## What this task involves
Pull out each line in the material below that contains the word "metal" and copy it.

## Provided entries

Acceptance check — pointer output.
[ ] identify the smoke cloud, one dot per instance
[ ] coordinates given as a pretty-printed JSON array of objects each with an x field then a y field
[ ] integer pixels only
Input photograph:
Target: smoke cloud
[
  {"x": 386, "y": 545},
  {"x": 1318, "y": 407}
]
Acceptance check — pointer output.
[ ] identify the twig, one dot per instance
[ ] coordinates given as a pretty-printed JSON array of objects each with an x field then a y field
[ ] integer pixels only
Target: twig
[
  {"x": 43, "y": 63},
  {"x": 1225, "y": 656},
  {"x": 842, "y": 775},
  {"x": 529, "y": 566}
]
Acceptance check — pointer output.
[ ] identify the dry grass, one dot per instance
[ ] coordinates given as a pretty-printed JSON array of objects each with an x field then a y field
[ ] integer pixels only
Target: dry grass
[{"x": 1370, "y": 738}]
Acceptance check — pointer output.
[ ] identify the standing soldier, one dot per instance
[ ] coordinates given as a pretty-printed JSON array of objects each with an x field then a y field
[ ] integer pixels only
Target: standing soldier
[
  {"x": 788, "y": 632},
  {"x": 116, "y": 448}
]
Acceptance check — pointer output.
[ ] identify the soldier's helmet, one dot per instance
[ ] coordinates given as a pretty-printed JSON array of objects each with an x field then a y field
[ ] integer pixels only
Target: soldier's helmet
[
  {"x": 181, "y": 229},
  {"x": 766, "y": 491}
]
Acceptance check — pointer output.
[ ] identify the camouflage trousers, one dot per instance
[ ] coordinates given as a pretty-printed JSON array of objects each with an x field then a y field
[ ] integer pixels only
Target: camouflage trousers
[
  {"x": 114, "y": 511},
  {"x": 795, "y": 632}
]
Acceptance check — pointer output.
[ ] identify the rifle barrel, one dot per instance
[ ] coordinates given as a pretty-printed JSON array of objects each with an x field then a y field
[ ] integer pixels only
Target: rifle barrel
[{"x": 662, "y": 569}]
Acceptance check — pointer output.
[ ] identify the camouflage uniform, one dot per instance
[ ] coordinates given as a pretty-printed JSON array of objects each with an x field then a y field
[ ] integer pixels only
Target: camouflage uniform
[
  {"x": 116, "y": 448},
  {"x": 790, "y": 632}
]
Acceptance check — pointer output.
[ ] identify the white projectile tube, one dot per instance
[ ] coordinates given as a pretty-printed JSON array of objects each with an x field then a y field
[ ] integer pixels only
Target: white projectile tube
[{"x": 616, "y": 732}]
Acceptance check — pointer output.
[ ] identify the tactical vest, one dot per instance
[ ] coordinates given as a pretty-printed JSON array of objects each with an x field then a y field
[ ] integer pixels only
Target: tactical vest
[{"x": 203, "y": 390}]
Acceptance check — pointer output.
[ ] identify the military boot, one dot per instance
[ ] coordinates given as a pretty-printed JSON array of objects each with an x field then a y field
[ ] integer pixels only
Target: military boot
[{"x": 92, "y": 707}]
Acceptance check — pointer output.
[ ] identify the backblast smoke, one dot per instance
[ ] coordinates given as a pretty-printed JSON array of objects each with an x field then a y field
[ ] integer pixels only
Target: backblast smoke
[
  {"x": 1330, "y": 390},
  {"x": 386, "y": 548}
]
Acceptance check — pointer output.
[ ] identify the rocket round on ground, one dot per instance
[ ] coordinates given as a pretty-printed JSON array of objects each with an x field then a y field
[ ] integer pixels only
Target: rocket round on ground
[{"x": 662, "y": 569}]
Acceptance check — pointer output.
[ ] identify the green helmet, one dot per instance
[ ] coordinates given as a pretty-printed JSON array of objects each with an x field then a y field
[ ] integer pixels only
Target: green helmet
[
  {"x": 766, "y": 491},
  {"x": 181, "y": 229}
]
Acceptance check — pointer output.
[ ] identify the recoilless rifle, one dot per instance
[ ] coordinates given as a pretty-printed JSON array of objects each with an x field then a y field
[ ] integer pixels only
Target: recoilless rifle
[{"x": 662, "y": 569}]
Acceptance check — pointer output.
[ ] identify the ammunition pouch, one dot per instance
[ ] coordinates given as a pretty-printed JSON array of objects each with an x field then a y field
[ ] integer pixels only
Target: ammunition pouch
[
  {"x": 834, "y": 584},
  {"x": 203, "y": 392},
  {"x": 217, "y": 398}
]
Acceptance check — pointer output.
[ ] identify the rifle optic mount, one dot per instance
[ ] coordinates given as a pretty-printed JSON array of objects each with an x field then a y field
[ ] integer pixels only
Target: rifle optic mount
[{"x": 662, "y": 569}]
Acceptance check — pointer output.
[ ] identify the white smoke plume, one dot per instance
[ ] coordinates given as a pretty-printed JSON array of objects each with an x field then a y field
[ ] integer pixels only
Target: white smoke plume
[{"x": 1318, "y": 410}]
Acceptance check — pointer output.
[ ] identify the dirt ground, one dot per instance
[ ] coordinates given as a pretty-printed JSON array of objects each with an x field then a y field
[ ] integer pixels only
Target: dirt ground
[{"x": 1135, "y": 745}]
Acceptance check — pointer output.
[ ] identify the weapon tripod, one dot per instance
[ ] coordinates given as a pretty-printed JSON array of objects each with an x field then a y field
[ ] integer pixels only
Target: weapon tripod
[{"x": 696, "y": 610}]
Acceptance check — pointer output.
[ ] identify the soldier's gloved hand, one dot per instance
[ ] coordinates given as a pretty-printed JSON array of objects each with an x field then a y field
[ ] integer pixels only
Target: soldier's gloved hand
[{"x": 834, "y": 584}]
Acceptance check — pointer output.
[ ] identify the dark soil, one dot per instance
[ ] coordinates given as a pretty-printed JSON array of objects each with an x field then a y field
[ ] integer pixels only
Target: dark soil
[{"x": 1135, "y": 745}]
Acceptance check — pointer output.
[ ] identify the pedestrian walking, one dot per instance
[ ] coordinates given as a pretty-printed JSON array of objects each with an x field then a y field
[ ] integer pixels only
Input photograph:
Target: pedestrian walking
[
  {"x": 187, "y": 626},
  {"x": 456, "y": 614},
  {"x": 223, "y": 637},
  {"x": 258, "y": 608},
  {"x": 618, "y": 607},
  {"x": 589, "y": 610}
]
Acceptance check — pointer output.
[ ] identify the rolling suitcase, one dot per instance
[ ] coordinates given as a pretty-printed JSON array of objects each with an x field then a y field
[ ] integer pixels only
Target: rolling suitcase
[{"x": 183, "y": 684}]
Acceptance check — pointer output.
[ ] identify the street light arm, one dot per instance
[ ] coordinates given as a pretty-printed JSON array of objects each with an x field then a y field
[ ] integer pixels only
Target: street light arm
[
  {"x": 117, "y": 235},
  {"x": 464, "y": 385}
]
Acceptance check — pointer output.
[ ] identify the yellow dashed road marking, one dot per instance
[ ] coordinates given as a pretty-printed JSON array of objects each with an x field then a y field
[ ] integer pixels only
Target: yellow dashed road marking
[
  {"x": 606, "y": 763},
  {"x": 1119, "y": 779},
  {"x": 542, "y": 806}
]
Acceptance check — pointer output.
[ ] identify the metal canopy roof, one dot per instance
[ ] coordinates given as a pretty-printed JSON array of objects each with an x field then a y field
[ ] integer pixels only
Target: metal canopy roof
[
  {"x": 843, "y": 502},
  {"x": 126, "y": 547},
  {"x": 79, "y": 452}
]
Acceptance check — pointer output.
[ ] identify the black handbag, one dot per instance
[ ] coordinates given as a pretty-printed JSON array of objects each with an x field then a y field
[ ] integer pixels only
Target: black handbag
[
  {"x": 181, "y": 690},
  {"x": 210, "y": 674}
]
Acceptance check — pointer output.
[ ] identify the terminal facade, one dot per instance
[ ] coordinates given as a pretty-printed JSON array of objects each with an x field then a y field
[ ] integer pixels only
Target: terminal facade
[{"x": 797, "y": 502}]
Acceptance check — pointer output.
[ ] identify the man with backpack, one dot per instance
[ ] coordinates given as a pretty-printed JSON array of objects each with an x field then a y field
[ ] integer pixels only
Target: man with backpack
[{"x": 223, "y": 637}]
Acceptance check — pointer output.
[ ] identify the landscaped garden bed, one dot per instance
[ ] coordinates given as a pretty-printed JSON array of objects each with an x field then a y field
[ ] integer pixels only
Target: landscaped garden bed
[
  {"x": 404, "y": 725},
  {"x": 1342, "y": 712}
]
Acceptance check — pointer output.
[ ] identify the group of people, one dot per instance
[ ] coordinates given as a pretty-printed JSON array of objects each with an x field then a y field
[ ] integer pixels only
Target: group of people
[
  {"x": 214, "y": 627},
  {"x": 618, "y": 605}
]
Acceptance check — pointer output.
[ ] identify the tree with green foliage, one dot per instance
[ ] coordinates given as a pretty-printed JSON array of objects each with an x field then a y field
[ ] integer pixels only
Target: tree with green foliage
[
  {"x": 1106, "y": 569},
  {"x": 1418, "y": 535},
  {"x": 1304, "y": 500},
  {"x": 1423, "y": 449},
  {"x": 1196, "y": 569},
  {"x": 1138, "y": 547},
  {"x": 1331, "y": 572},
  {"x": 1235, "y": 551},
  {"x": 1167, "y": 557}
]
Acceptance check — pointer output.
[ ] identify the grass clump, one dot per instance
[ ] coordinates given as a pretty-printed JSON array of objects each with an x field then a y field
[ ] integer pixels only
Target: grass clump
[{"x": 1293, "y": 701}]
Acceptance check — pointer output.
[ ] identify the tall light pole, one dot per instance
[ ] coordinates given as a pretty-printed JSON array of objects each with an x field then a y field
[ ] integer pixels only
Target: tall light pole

## Answer for this exercise
[ ] identify the metal canopy roof, one dot per instance
Target: metal canopy roof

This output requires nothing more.